• What you have to do
The required output consists solely of the lines from the line containing "Pin every instance of the waterfall" through the end of the records, copied exactly.

--- begin Entries supplied ---

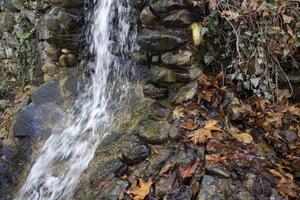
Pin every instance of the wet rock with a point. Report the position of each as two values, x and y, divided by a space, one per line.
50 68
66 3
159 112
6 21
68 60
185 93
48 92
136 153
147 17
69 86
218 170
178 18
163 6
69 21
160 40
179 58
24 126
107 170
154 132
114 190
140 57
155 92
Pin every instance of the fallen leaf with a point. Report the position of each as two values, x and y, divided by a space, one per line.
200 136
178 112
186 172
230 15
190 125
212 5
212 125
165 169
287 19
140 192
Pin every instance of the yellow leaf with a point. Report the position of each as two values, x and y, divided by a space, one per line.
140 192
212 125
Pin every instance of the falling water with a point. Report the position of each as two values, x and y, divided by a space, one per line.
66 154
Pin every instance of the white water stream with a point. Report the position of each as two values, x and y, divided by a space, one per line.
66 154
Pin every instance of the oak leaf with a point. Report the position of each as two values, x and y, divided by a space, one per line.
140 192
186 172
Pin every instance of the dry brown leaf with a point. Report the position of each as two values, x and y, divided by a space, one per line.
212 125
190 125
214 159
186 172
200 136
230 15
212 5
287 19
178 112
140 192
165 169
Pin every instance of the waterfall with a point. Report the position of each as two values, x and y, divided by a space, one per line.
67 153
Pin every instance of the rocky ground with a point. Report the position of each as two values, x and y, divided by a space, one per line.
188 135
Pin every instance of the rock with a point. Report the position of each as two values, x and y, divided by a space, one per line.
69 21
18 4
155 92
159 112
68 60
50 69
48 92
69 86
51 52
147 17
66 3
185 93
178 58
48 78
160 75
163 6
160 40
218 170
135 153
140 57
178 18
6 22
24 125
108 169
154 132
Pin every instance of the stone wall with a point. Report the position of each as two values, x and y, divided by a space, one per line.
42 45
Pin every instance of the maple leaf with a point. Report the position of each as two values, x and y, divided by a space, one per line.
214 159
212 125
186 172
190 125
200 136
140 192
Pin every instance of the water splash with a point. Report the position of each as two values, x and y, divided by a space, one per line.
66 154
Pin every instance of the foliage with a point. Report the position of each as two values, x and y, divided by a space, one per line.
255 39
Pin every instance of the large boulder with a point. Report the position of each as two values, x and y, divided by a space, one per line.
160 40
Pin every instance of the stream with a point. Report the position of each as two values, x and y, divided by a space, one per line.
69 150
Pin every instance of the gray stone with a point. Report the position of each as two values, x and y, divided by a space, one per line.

--- end Entries supplied ---

• Answer to this task
Pin every instance of the waterfall with a point. Report the position of each as two values, x and y, divided by a space, one per line.
67 153
Pin every instance of the rocky ground with a point. Report the position of each as two values, x and y, divided by a space, one per line.
188 135
Pin every instance of the rock with a point. Report the position of each as two values, x and y, divided by a space, one per line.
69 21
18 4
155 92
159 112
68 60
50 69
48 92
69 86
51 52
147 17
66 3
185 93
178 58
48 78
160 75
163 6
160 40
218 170
135 153
140 57
178 18
6 22
24 125
108 169
154 132
Pin every instance of the stone wall with a point. Report the position of each as two values, x and y, divided by a space, one per line.
42 45
Pin every instance of the maple leaf with a point. Report the position of each as two values, x and y, divided by a space, one per line.
214 159
212 125
186 172
190 125
200 136
140 192
Pin every instance of the water splash with a point. Report the position of each as two values, x and y, divided by a space, one per line.
66 154
Pin every instance of the foliage with a point. Report the position of each as two values, x and y, divided by a space, one per line.
255 39
Pin every instance of the large boulder with a point. Report the position of each as two values, x and y, divided by a space, one per line.
160 40
Pin every instance of the stream with a point. Report the position of each as two values, x and y, divided by a space, one per line.
69 150
Pin every instance of the gray stone with a point. Report the position of each as two values, x and y, divided by a space, one per line.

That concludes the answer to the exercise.